Data records:
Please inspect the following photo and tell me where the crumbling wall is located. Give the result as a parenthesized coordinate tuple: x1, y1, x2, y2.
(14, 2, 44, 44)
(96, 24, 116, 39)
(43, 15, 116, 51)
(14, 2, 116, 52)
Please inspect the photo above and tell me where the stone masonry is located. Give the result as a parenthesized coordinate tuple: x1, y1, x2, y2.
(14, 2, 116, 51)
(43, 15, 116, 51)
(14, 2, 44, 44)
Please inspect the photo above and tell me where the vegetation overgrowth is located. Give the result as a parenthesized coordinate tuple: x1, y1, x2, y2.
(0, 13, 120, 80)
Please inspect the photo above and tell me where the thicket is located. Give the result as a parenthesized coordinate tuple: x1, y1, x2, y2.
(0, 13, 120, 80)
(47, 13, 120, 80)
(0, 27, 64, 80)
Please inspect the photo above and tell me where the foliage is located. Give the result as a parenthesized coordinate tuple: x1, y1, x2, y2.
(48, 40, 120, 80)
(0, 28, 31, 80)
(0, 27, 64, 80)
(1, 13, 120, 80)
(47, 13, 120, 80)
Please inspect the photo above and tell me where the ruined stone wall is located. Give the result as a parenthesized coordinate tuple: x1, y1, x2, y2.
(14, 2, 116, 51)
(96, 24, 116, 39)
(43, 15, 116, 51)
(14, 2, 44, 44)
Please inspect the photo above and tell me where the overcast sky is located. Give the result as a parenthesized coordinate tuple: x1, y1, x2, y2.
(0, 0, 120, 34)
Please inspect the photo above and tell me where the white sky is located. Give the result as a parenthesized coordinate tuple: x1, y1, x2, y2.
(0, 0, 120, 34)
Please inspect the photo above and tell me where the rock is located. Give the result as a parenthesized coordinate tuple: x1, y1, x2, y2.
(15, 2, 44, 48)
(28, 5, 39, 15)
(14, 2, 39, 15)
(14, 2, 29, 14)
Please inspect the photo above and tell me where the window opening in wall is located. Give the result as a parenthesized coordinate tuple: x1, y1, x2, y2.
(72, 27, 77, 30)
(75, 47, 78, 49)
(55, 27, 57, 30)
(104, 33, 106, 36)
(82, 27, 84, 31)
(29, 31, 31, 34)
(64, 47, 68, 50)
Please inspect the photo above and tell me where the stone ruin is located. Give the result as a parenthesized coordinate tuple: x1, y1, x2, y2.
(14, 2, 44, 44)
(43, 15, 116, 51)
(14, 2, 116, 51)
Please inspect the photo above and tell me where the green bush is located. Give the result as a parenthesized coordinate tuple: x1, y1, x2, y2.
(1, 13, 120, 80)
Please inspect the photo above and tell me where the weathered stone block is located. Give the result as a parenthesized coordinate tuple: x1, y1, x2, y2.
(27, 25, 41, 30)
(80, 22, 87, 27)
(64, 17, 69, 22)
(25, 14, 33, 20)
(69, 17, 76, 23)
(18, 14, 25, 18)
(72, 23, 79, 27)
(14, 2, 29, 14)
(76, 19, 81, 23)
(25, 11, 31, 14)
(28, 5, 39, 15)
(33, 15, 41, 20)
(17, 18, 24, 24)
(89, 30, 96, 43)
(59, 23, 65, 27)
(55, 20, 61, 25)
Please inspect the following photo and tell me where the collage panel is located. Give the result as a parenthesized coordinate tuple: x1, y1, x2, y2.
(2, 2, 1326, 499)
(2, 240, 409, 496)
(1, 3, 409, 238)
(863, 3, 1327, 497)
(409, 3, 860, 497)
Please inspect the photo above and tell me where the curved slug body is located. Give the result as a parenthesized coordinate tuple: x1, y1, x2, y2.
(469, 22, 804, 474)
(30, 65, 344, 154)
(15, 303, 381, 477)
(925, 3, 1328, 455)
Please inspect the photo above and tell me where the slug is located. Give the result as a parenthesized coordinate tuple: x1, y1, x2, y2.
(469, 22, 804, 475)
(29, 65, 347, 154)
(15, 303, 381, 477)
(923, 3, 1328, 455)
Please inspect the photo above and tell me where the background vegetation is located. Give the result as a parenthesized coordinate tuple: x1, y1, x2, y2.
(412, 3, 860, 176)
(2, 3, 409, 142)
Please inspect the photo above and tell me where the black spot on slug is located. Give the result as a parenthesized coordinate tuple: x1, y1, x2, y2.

[AIM OF THE EXERCISE]: Each of the lines from the one holding "the stone ruin" through the final line of the entries is to be set down exactly, and no others.

[ANSWER AREA]:
Please inspect the photo above and tell me where the stone ruin is located. Give the result as a parenthesized coordinate tuple: x1, y1, x2, y2.
(14, 2, 44, 44)
(43, 15, 116, 51)
(14, 2, 116, 51)
Please inspect the photo above and tell me where the green bush is located. Give the result as a parenthesized coordinate tuple: x1, y1, x2, y2.
(1, 13, 120, 80)
Please inspect the photo above and tell me where the weathered stone block is located. Give the result as a parenthesized coordinate tuple: x1, y1, x2, y2.
(27, 25, 41, 30)
(80, 22, 87, 27)
(64, 17, 69, 22)
(25, 14, 33, 20)
(69, 17, 76, 23)
(18, 14, 25, 18)
(72, 23, 79, 27)
(14, 2, 29, 14)
(76, 19, 81, 23)
(25, 11, 31, 14)
(28, 5, 39, 15)
(33, 15, 41, 20)
(17, 18, 24, 24)
(89, 30, 96, 43)
(59, 23, 65, 27)
(55, 20, 61, 25)
Please inspect the following photo and tell me where the collage panel is located. Give the result as a parenthesized coordinate tuple: x1, y1, x2, y2.
(2, 2, 1326, 499)
(2, 240, 409, 496)
(1, 3, 409, 238)
(863, 3, 1327, 497)
(409, 3, 860, 497)
Please inspect the photo above and tell me where the curved slug body is located. Give the result as a parenthesized coordinate tuple: x1, y1, x2, y2.
(469, 22, 804, 474)
(30, 65, 344, 154)
(15, 303, 381, 477)
(925, 3, 1328, 455)
Please inspect the photo above and tell me where the slug is located. Give the result as a parenthesized coordinate tuple: x1, y1, x2, y2.
(469, 22, 804, 475)
(29, 65, 347, 154)
(15, 303, 381, 477)
(923, 3, 1328, 455)
Please inspect the photo above and tell me where the background vegetation is located. Give the result as a parenthesized coordinate tuple: x1, y1, x2, y2.
(412, 3, 860, 176)
(2, 3, 409, 142)
Please inspect the photo above and tell me where the black spot on slug is located. Give the result as a parenthesized coordinate tuple: x1, y1, x2, y2.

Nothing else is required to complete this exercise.